→ **What you need to do**: Return every line in the entries below where the word "person" shows up.

→ **Records provided**:
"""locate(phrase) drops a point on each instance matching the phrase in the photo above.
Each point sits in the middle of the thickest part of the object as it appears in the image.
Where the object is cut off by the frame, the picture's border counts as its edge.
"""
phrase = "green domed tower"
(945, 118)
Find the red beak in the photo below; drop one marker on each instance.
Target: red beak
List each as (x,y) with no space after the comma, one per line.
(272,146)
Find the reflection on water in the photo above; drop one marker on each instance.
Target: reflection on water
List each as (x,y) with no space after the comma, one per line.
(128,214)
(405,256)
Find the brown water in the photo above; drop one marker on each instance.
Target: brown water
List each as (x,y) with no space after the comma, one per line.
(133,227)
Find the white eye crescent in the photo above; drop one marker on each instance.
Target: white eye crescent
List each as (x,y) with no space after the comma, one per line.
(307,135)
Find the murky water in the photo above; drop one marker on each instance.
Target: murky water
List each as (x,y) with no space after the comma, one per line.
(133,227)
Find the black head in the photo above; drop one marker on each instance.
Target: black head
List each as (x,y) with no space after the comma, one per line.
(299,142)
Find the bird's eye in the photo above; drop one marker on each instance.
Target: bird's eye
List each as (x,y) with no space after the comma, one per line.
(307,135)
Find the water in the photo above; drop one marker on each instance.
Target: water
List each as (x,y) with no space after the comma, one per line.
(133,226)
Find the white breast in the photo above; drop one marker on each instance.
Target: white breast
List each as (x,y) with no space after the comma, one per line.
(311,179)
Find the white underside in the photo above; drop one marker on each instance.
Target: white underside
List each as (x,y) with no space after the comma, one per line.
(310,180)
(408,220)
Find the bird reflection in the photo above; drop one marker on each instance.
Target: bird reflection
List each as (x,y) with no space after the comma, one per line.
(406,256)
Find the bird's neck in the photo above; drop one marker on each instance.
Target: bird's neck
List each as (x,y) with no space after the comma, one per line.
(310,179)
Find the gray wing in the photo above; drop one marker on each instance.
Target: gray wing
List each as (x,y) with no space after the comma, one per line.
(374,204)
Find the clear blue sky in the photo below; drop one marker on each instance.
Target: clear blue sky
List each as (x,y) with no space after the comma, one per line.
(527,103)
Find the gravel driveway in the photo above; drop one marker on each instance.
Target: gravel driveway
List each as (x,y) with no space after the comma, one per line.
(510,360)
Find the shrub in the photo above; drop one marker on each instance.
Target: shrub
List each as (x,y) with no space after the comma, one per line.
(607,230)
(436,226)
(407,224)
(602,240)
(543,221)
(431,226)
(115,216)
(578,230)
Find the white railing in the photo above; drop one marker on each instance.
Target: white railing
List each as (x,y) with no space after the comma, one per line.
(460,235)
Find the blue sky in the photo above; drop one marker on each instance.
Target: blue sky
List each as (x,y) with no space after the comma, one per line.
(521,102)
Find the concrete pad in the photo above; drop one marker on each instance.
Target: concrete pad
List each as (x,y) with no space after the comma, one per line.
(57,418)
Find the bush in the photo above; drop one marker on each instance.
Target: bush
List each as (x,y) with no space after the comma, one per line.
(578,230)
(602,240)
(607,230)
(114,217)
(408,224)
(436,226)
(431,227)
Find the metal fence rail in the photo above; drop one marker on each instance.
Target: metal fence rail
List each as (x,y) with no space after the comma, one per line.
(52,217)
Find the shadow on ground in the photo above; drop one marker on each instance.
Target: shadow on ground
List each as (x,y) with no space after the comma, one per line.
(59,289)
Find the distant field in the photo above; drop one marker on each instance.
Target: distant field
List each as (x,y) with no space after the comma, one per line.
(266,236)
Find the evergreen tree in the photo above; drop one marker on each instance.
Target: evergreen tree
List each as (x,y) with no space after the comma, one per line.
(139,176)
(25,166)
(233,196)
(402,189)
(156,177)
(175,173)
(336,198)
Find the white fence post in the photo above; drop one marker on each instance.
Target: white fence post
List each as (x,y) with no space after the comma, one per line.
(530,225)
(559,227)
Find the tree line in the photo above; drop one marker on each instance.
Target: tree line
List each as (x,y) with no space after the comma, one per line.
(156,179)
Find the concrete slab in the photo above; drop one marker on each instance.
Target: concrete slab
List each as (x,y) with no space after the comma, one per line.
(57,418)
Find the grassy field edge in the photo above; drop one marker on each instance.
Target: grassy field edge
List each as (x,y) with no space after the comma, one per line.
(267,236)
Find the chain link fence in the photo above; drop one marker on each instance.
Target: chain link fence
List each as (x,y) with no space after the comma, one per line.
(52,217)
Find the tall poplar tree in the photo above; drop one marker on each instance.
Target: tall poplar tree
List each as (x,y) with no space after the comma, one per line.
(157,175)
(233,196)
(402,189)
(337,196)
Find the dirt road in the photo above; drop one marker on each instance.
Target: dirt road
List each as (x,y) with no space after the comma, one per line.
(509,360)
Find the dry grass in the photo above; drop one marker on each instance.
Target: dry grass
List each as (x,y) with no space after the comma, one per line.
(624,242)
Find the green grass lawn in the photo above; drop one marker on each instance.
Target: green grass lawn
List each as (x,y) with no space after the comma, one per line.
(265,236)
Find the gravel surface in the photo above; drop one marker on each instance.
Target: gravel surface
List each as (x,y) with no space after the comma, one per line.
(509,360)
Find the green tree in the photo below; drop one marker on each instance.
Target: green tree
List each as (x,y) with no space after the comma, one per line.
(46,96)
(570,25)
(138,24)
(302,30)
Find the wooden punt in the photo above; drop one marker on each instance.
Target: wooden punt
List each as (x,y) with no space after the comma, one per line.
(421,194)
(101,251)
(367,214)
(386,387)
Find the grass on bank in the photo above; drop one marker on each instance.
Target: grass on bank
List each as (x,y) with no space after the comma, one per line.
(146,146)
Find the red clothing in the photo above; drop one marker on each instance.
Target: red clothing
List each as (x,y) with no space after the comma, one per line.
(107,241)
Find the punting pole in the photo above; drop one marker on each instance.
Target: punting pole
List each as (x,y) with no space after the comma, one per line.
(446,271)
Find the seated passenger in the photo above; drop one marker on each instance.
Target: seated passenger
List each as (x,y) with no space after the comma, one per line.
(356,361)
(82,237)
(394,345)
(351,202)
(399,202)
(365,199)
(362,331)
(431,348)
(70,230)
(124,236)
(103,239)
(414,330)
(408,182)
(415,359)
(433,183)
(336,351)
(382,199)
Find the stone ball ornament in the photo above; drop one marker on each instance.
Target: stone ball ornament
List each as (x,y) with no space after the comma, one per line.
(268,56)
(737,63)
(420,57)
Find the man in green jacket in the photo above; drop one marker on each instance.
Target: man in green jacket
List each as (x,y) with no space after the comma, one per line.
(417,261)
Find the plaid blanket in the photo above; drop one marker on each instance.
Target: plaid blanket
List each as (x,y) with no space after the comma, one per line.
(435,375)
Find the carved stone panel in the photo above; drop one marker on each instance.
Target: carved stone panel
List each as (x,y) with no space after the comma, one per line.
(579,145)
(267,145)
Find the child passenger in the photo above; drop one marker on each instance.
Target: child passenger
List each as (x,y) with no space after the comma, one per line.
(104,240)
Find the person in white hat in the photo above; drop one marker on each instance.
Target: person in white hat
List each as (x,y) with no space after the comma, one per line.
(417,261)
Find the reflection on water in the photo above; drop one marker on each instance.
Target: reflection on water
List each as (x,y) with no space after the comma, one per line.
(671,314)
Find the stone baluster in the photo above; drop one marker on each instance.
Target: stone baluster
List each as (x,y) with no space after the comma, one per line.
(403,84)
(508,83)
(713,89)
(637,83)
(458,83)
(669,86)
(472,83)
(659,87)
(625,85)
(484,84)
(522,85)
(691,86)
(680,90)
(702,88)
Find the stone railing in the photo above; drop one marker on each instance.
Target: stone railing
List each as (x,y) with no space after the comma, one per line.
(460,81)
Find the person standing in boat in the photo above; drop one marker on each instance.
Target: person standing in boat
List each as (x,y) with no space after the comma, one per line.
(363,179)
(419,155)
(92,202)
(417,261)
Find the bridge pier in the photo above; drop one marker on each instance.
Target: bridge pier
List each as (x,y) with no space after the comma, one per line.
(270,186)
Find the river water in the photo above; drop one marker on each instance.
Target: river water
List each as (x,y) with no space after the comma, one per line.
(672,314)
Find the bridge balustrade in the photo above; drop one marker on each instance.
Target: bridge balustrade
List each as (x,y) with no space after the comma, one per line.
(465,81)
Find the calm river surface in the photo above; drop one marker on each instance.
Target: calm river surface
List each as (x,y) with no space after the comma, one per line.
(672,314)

→ **Answer to this problem**:
Find the person in white hat in the photo above; drop one marker on each instance.
Target: person in white hat
Find the person standing in boat in the photo above; drop one marker on each instance.
Target: person standing in boat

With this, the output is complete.